Dataset excerpts:
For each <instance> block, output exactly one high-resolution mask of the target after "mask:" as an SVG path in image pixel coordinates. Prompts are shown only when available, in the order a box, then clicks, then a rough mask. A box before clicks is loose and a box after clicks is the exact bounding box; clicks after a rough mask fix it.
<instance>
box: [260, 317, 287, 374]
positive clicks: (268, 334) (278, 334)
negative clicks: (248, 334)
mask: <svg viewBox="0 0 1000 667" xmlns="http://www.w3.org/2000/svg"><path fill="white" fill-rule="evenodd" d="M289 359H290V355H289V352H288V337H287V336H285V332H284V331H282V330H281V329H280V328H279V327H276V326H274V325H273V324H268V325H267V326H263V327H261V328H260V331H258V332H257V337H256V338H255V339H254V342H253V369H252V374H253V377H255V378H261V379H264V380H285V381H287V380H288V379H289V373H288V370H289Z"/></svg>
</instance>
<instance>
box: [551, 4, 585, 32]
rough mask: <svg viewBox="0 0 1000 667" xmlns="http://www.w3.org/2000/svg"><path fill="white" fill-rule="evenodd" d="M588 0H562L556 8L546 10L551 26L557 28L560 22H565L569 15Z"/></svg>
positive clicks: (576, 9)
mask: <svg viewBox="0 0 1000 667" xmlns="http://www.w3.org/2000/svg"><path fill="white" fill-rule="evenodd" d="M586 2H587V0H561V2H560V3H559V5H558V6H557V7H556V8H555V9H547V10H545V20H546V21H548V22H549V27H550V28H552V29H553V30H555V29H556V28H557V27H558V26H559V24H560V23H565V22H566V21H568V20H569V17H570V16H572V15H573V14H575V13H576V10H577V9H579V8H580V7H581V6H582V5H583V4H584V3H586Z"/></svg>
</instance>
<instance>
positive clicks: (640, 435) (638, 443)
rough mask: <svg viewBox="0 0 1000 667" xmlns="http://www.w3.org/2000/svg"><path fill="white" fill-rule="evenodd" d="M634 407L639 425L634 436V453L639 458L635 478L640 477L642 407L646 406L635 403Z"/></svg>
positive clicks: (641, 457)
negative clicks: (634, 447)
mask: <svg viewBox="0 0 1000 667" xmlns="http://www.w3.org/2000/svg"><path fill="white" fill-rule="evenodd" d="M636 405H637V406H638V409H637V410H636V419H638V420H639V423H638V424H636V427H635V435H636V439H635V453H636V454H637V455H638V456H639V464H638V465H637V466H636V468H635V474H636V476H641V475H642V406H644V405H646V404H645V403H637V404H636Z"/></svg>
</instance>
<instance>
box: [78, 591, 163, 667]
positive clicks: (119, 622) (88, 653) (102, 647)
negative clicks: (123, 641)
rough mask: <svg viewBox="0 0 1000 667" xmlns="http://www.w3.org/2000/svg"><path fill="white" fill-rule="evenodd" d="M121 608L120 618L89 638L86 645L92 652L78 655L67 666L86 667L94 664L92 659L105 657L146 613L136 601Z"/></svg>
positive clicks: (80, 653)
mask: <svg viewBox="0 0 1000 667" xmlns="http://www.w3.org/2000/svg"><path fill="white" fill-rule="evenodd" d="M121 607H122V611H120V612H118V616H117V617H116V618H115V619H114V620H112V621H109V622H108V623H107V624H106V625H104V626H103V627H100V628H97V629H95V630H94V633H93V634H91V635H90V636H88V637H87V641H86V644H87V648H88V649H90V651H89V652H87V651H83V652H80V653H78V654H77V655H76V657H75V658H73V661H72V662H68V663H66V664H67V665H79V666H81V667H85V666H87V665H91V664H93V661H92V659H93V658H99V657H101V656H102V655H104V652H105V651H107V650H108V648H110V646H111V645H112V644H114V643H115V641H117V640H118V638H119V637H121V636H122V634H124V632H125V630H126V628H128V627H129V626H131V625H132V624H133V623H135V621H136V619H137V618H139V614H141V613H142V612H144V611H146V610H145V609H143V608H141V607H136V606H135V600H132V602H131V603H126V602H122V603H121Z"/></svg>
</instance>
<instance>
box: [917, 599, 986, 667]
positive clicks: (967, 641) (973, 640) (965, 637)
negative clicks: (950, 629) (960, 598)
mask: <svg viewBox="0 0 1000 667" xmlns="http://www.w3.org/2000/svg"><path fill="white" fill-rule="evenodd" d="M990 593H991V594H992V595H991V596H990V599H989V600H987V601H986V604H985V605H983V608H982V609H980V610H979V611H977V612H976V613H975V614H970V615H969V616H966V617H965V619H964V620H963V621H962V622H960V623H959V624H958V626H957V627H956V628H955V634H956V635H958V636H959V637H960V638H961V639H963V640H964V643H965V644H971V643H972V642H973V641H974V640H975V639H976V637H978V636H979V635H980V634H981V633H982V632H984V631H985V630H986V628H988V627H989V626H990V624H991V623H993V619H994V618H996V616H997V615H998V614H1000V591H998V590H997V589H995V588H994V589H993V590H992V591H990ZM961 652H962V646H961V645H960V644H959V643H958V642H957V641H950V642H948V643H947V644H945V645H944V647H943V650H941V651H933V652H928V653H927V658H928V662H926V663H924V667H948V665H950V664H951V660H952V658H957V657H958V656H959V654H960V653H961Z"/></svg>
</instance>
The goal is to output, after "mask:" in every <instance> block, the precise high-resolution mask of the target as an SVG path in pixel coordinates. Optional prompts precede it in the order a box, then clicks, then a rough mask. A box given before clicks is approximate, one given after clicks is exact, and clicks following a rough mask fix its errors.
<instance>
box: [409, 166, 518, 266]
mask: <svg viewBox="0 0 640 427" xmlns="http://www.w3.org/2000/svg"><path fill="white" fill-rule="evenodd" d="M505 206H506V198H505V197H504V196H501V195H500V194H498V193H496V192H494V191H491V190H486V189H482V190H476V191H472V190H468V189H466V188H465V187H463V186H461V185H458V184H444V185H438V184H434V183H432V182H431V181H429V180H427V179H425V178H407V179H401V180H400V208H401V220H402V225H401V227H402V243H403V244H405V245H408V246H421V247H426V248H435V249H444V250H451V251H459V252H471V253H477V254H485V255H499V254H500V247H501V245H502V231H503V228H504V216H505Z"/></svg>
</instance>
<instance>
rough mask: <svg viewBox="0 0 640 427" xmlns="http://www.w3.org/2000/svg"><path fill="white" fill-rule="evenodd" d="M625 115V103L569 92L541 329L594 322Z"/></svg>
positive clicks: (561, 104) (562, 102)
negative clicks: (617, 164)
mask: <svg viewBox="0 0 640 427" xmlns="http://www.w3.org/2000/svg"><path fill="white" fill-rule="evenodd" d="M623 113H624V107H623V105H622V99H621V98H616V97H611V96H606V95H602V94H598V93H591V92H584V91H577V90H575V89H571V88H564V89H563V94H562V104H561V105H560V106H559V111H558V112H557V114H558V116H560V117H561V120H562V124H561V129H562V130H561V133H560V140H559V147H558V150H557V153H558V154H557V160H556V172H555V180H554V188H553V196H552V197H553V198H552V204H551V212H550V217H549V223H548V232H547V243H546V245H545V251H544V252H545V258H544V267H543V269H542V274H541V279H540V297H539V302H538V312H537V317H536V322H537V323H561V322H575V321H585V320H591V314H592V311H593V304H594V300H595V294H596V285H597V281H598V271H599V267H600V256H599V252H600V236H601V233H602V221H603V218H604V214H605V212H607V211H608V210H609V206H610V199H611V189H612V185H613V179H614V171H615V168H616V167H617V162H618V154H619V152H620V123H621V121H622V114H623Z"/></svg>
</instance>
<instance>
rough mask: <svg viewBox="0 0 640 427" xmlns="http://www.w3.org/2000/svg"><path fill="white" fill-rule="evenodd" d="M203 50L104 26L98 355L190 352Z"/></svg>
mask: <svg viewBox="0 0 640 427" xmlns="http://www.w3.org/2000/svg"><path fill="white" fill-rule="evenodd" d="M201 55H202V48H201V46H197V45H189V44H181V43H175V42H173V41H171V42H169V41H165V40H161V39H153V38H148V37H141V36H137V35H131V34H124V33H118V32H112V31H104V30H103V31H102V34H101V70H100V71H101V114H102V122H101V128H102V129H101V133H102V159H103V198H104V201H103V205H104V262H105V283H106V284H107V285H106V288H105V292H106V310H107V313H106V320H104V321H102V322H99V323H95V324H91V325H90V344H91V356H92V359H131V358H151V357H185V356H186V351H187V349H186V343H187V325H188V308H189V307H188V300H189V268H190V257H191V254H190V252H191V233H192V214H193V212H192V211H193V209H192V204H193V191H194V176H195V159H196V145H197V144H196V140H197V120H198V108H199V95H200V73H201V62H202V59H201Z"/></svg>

What you need to do:
Above are some records; copy exactly the lines from the one with "box: [78, 591, 163, 667]" through the one with "608L120 618L89 638L86", both included, and no others.

Response box:
box: [78, 591, 163, 667]
positive clicks: (119, 622) (88, 653) (102, 647)
negative clicks: (123, 641)
rough mask: <svg viewBox="0 0 1000 667" xmlns="http://www.w3.org/2000/svg"><path fill="white" fill-rule="evenodd" d="M121 608L120 618L89 638L86 645L92 652L78 655L67 666L86 667L94 664L92 659L105 657L146 613L136 601Z"/></svg>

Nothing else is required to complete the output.